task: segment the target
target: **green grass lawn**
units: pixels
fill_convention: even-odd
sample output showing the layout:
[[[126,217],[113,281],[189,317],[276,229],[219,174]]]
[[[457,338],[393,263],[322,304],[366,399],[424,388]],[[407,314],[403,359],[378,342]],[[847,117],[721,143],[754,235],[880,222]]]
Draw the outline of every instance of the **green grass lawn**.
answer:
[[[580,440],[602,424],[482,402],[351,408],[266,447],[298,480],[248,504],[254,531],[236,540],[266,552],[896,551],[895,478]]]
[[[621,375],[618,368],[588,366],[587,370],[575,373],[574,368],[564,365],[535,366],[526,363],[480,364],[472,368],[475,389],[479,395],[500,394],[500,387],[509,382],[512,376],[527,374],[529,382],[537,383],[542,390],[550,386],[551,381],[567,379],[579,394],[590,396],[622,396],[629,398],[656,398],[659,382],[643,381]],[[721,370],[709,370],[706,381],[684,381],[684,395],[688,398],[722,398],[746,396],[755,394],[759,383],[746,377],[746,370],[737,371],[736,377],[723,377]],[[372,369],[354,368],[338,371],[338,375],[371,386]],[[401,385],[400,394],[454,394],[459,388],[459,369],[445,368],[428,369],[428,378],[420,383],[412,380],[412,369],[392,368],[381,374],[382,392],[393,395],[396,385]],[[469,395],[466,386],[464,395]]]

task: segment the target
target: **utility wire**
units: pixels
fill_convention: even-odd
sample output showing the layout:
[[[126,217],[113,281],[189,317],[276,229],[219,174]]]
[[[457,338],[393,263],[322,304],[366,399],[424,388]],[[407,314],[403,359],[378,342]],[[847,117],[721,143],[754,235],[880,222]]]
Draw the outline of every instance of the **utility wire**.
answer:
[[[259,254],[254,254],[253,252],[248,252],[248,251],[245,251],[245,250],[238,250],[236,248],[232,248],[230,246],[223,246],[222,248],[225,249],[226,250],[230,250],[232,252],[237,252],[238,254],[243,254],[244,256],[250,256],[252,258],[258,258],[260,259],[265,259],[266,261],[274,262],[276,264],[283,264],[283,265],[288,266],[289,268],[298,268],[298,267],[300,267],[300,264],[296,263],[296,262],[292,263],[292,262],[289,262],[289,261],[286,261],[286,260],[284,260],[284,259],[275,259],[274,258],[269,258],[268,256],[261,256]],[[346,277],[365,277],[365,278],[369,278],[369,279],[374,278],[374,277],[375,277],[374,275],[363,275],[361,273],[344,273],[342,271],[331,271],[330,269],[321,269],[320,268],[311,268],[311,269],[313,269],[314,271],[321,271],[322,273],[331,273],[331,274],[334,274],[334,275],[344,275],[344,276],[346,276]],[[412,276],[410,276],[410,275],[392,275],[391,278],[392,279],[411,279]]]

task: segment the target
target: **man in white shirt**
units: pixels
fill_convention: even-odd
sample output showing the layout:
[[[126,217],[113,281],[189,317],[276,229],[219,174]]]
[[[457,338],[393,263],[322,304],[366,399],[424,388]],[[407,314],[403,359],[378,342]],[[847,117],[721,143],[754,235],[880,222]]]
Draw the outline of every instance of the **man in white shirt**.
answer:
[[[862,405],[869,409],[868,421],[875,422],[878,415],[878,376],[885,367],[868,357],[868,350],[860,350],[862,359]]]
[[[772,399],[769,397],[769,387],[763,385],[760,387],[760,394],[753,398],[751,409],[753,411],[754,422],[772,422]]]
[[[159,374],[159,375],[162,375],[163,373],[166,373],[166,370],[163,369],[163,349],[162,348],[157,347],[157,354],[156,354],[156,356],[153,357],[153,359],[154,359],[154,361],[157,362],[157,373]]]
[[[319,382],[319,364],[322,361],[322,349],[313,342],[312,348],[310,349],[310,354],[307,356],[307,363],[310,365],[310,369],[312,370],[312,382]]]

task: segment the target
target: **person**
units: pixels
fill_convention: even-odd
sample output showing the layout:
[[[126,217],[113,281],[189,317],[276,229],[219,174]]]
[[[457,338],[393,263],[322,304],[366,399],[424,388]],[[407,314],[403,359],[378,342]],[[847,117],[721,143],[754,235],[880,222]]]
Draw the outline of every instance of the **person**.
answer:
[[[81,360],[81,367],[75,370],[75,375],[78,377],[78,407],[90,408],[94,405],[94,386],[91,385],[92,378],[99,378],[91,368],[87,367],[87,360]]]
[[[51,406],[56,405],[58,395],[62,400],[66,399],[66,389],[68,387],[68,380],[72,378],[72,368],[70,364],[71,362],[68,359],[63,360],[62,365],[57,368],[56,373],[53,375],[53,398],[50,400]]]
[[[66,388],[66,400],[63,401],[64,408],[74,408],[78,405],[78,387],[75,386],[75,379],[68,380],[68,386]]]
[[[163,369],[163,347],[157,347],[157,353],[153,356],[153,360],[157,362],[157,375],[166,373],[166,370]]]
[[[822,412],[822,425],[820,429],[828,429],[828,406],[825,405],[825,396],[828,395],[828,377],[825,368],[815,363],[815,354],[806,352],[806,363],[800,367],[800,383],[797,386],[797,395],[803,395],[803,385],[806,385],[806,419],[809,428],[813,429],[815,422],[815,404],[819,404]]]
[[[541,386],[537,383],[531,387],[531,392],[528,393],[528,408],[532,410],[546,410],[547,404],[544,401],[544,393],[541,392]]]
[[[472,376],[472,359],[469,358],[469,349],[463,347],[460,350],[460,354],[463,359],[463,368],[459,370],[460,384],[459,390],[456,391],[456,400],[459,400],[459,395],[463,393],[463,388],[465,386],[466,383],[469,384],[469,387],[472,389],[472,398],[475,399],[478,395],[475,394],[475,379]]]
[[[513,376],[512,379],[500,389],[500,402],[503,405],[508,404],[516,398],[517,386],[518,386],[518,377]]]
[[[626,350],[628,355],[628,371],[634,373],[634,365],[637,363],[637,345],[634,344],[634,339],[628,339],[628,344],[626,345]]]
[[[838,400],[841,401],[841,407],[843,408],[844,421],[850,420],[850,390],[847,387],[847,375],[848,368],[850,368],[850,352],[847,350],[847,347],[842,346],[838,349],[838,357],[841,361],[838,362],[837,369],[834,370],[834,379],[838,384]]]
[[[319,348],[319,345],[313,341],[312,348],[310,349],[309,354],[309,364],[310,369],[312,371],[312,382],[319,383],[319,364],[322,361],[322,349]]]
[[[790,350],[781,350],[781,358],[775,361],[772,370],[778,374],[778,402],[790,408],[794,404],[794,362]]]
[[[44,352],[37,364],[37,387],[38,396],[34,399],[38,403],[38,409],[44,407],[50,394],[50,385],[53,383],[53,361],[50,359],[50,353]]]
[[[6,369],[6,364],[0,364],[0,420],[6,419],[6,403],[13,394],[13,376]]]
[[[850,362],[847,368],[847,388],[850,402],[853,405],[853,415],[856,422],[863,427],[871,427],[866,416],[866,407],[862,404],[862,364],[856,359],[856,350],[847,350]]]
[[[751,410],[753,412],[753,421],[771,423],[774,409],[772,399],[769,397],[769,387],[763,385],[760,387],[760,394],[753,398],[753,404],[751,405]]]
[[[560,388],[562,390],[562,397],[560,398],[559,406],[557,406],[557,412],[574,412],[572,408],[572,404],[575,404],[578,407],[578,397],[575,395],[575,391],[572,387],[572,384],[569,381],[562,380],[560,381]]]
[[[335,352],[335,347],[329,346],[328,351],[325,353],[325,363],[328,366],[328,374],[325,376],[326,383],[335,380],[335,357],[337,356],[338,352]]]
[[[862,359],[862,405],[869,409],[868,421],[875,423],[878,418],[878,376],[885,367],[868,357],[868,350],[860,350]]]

> **DO THIS**: Send back each record exactly as it stands.

> **SOLUTION**:
task: segment the target
target: **green grass lawn**
units: pixels
fill_convention: even-odd
sample output showing the layout:
[[[126,217],[113,281],[189,317],[276,229],[219,174]]]
[[[457,338],[393,263],[322,304],[366,399],[424,388]],[[407,314],[403,359],[378,342]],[[847,117],[721,143],[754,235],[880,222]]]
Draw the outline of every instance of the **green grass lawn**.
answer:
[[[580,440],[602,424],[482,402],[351,408],[266,447],[298,480],[248,504],[254,531],[236,540],[266,552],[896,551],[895,478]]]
[[[621,375],[618,368],[588,366],[587,370],[575,373],[574,368],[564,365],[535,366],[526,363],[480,364],[472,368],[475,389],[479,395],[500,394],[500,387],[509,382],[512,376],[527,374],[529,382],[537,383],[542,390],[550,386],[551,381],[567,379],[579,394],[590,396],[622,396],[629,398],[656,398],[659,382],[643,381]],[[721,370],[709,370],[706,381],[684,381],[684,395],[688,398],[722,398],[746,396],[755,394],[759,383],[746,377],[746,370],[737,371],[736,377],[723,377]],[[372,369],[354,368],[338,371],[338,375],[371,386]],[[401,385],[400,394],[454,394],[459,388],[459,369],[445,368],[428,369],[428,378],[420,383],[412,380],[412,369],[392,368],[381,374],[382,392],[393,395],[396,385]],[[469,395],[466,386],[464,395]]]

task: segment the target
target: **utility wire**
units: pixels
fill_convention: even-odd
sample output showing the layout:
[[[126,217],[113,281],[189,317],[276,229],[219,174]]]
[[[457,338],[393,263],[322,304],[366,399],[424,388]],[[407,314],[403,359],[378,342]],[[847,117],[721,143],[754,235],[880,222]]]
Draw the outline of every instance of the **utility wire**.
answer:
[[[259,254],[254,254],[253,252],[248,252],[248,251],[245,251],[245,250],[238,250],[236,248],[232,248],[230,246],[223,246],[222,248],[225,249],[226,250],[230,250],[232,252],[237,252],[238,254],[243,254],[244,256],[250,256],[252,258],[258,258],[260,259],[265,259],[266,261],[274,262],[276,264],[283,264],[283,265],[288,266],[289,268],[298,268],[298,267],[300,267],[300,264],[296,263],[296,262],[292,263],[292,262],[289,262],[289,261],[286,261],[286,260],[284,260],[284,259],[275,259],[274,258],[269,258],[268,256],[261,256]],[[346,277],[365,277],[365,278],[369,278],[369,279],[374,278],[374,277],[375,277],[374,275],[363,275],[361,273],[344,273],[342,271],[331,271],[330,269],[321,269],[320,268],[311,268],[311,269],[313,269],[314,271],[321,271],[322,273],[331,273],[331,274],[334,274],[334,275],[344,275],[344,276],[346,276]],[[412,276],[410,276],[410,275],[392,275],[391,278],[392,279],[411,279]]]

task: segment the target
target: **man in white shirt**
units: pixels
fill_convention: even-odd
sample output showing the layout:
[[[126,217],[113,281],[189,317],[276,229],[219,174]]]
[[[457,338],[393,263],[322,304],[366,399],[424,388]],[[407,314],[403,359],[378,342]],[[847,117],[721,143],[754,235],[880,222]]]
Draw the outline of every instance of the **man in white shirt**.
answer:
[[[862,405],[869,409],[868,421],[875,422],[878,415],[878,376],[885,367],[868,357],[868,350],[860,350],[862,359]]]
[[[772,399],[769,397],[769,387],[763,385],[760,387],[760,394],[753,398],[751,409],[753,411],[754,422],[772,422]]]
[[[159,374],[159,375],[162,375],[163,373],[166,373],[166,370],[163,369],[163,349],[162,348],[157,347],[157,354],[156,354],[156,356],[153,357],[153,359],[154,359],[154,361],[157,362],[157,373]]]
[[[319,382],[319,364],[322,361],[322,349],[313,342],[312,348],[310,349],[310,354],[307,356],[307,363],[310,365],[310,369],[312,370],[312,382]]]

task: segment the target
target: **person**
units: pixels
fill_convention: even-odd
sample output showing the layout:
[[[126,217],[113,281],[189,317],[276,229],[219,174]]]
[[[457,338],[393,263],[322,304],[366,399],[424,388]],[[407,314],[403,359],[378,342]],[[847,117],[721,143],[754,235],[880,222]]]
Draw the outline of every instance of the **person**.
answer:
[[[81,360],[81,367],[75,370],[75,375],[78,377],[78,407],[90,408],[94,405],[94,386],[91,385],[92,378],[99,378],[91,368],[87,367],[87,360]]]
[[[51,406],[56,405],[58,395],[62,400],[66,399],[66,389],[68,387],[68,380],[72,378],[72,368],[70,364],[71,362],[68,359],[63,360],[62,365],[57,368],[56,373],[53,375],[53,398],[50,400]]]
[[[66,388],[66,400],[63,401],[64,408],[74,408],[78,405],[78,387],[75,386],[75,379],[68,380],[68,386]]]
[[[163,369],[163,347],[157,347],[157,353],[153,356],[153,360],[157,362],[157,375],[166,373],[166,370]]]
[[[822,412],[822,425],[820,429],[828,429],[828,406],[825,405],[825,396],[828,395],[828,377],[825,368],[815,363],[815,354],[806,352],[806,363],[800,367],[800,383],[797,386],[797,395],[803,395],[803,385],[806,385],[806,419],[809,428],[813,429],[815,422],[815,404],[819,404]]]
[[[541,386],[537,383],[531,387],[531,392],[528,393],[528,408],[532,410],[546,410],[547,404],[544,401],[544,393],[541,392]]]
[[[472,376],[472,359],[469,358],[469,349],[463,347],[460,350],[460,354],[463,359],[463,368],[459,370],[460,384],[459,390],[456,391],[456,400],[459,400],[459,395],[463,393],[463,388],[465,386],[466,383],[469,384],[469,387],[472,389],[472,398],[475,399],[478,395],[475,394],[475,379]]]
[[[513,376],[512,379],[500,389],[500,402],[503,405],[508,404],[516,398],[517,386],[518,386],[518,377]]]
[[[626,350],[628,355],[628,371],[634,373],[634,365],[637,363],[637,345],[634,344],[634,339],[628,339],[628,344],[626,345]]]
[[[838,400],[841,401],[841,407],[843,408],[844,421],[850,420],[850,390],[847,387],[847,375],[848,368],[850,368],[850,352],[847,350],[847,347],[842,346],[838,349],[838,357],[841,361],[838,362],[837,369],[834,370],[834,379],[838,384]]]
[[[319,348],[319,345],[313,341],[312,348],[310,349],[309,354],[309,364],[310,369],[312,371],[312,382],[319,383],[319,364],[322,361],[322,349]]]
[[[790,350],[781,350],[781,358],[775,361],[772,370],[778,374],[778,402],[790,408],[794,404],[794,362]]]
[[[44,352],[37,364],[37,387],[38,396],[34,399],[38,403],[38,409],[44,407],[50,394],[50,385],[53,383],[53,361],[50,359],[50,353]]]
[[[6,369],[6,364],[0,364],[0,420],[6,419],[6,403],[13,394],[13,376]]]
[[[850,362],[847,368],[847,388],[850,402],[853,405],[853,415],[856,422],[863,427],[871,427],[866,416],[866,407],[862,404],[862,364],[856,359],[856,350],[847,350]]]
[[[751,410],[753,412],[753,421],[771,423],[774,409],[772,399],[769,397],[769,387],[763,385],[760,387],[760,394],[753,398],[753,404],[751,405]]]
[[[560,388],[562,390],[562,397],[560,398],[559,406],[557,406],[557,412],[574,412],[572,408],[572,404],[575,404],[578,407],[578,397],[575,395],[575,391],[572,387],[572,384],[569,381],[562,380],[560,381]]]
[[[335,352],[335,347],[329,346],[328,351],[325,353],[325,363],[328,366],[328,374],[325,376],[326,383],[335,380],[335,357],[337,356],[338,352]]]
[[[862,359],[862,405],[869,409],[868,421],[875,423],[878,418],[878,376],[885,367],[868,357],[868,350],[860,350]]]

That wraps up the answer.